### Given text

— start —

Anzacs, Hamas, Hezbollah, Iran – is there a connection?

January 1, 2025
Israeli security forces respond to the aftermath of a missile strike from Lebanon that hit a home in the northern city of Kiryat Shmona on September 4, 2024. (Ayal Margolin/Flash90)
Israeli security forces respond to the aftermath of a missile strike from Lebanon that hit a home in the northern city of Kiryat Shmona on September 4, 2024. (Ayal Margolin/Flash90)

Semach & Hezbollah rockets over the Galilee

On 25 September 1918 the Australian Light Horse captured the Sea of Galilee following a victory at the Turkish railway station at Semach on the southern shore. An anniversary event was scheduled for 25 September 2024 organised by the Kinneret College and Australian Embassy, but due to Hezbollah rocket attacks, the official ceremony was cancelled. Undeterred Ziv Ophir of the Kinneret College, and local guide Joe Sofer, decided to proceed with an unofficial event – if I was still willing to come up from Jerusalem and give an historical presentation.

My family agreed to continue with our plans to go to the service and also to visit Israeli friends from Kibbutz Mayan Baruch who had been evacuated to a hotel on the Sea of Galilee. Leaving Jerusalem early in the morning daughter Abigail suddenly witnessed four rockets in the sky above us. Daughter Orit stopped the car and we got out to observe the missiles being taken out by Israel’s Iron Dome. This was a Hezbollah welcome to the Galilee!

Several hours later we sat together with about ten other stalwarts in front of the statue of the Aboriginal Light Horseman and together remembered the brief but intense battle in September 1918 – in which Aboriginal horsemen participated.

— end —

### Collected material

— start —

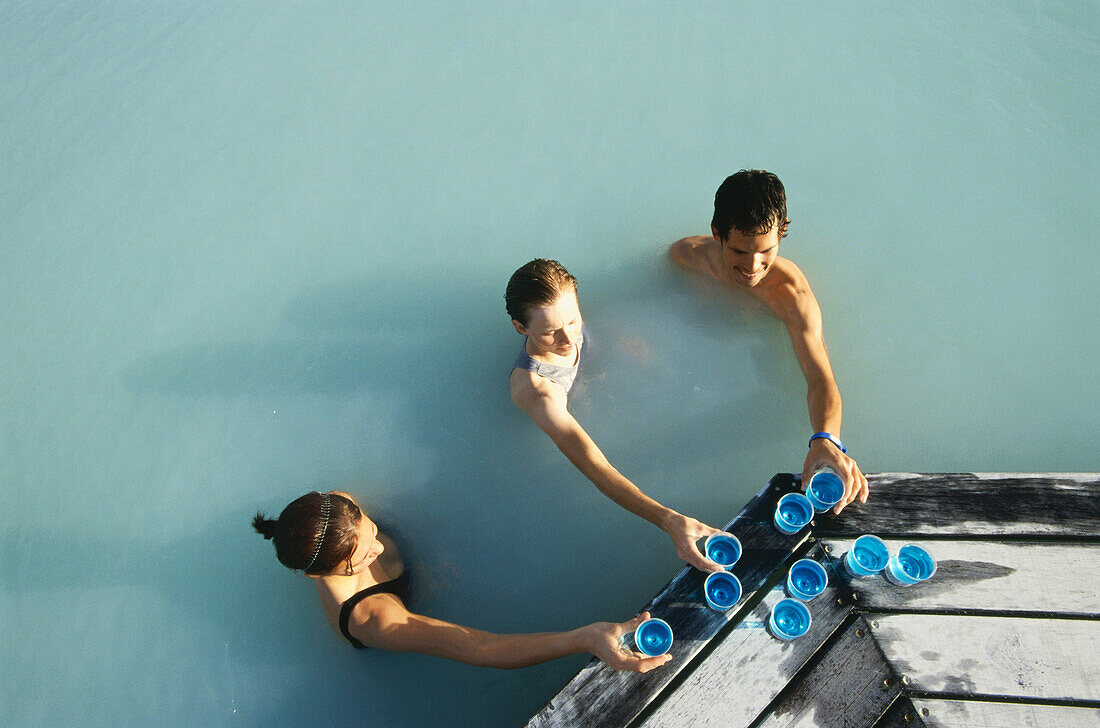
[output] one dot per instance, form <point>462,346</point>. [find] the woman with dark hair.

— end —

### To-do list
• 1. In the article on the Anzacs and Hezbollah, swap "Iron Dome" for "air defense system" in the stretch from "My family agreed" through "Aboriginal horsemen participated.", and write that stretch out again.
• 2. Answer these questions from the article on the Anzacs and Hezbollah:
(a) On what date did the Australian Light Horse capture the Sea of Galilee?
(b) Where had the friends from Kibbutz Mayan Baruch been evacuated to?
(c) How many rockets did Abigail see in the sky?
• 3. Write what comes next in the article on the Anzacs, Hezbollah and the Semach anniversary, continuing from where it stops.
The data is not needed for anything that follows.

### Answers in order
• 1.
My family agreed to continue with our plans to go to the service and also to visit Israeli friends from Kibbutz Mayan Baruch who had been evacuated to a hotel on the Sea of Galilee. Leaving Jerusalem early in the morning daughter Abigail suddenly witnessed four rockets in the sky above us. Daughter Orit stopped the car and we got out to observe the missiles being taken out by Israel’s air defense system. This was a Hezbollah welcome to the Galilee!

Several hours later we sat together with about ten other stalwarts in front of the statue of the Aboriginal Light Horseman and together remembered the brief but intense battle in September 1918 – in which Aboriginal horsemen participated.

• 2.
(a) 25 September 1918.
(b) To a hotel on the Sea of Galilee.
(c) Four.

• 3.
I first took my wife Lexie, daughters Orit, Nirel and Talia and other Light Horse enthusiasts to this site in the 1990s when it was a dilapidated site and used for dumping rubbish by the local municipality. Interest in the location grew when I took a group there led by Barry Rodgers from the Emu Gully Adventure Education camp in 2005. When we put the programme together for the 2007 Light Horse re-enactment tour, Semach was firmly on the schedule.

Just after completing my historical presentation during that 2007 tour a dump truck backed in right in front of us and dumped its load of rubbish. The group, composed of some seventy Light Horse enthusiasts, was abhorred – how could this happen at a site where nineteen Australian soldiers had been killed in battle! Barry then declared that we were going to do something tangible here.

In 2008 I arranged a meeting between some Australian Light Horse Association (ALHA) directors who were in Israel, with members of the local Municipality of Semach and a local historian. The ALHA directors agreed to pursue the vision of a Museum, which was then taken up by the Kinneret (Sea of Galilee) College, the ALHA and other entities.

Then in 2010 Barry and I met with Ken Wyatt MP in Parliament House in Canberra. Ken and I had connections to Corrigin in Western Australia and by marriage through my Aboriginal heritage. We proposed that a statue of an Aboriginal Light Horseman be based at Semach, to which Ken readily gave his support. The vision was then pursued.

In 2013 I met up with an Aboriginal man named Raymond Finn, a former member of the Light Horse Association and asked if he could locate at least six young Aboriginal horsemen to ride in the 2017 100th Beersheba re-enactment event. Raymond took up the challenge and located some young riders at Hermansburg mission near Alice Springs. Thereafter Barry took on the task of instructing these young men in the various protocols connected to being a Light Horse rider.

In October 2017 there were a number of Aboriginal riders at Beersheba, and some also rode in a guard of honour at Semach – at the opening of the Museum in the former Turkish railway station. The following year the statue of the Aboriginal Light Horseman was officially unveiled. So being able to attend and speak at the 2024 anniversary event, despite Hezbollah rocket attacks, also had some personal significance.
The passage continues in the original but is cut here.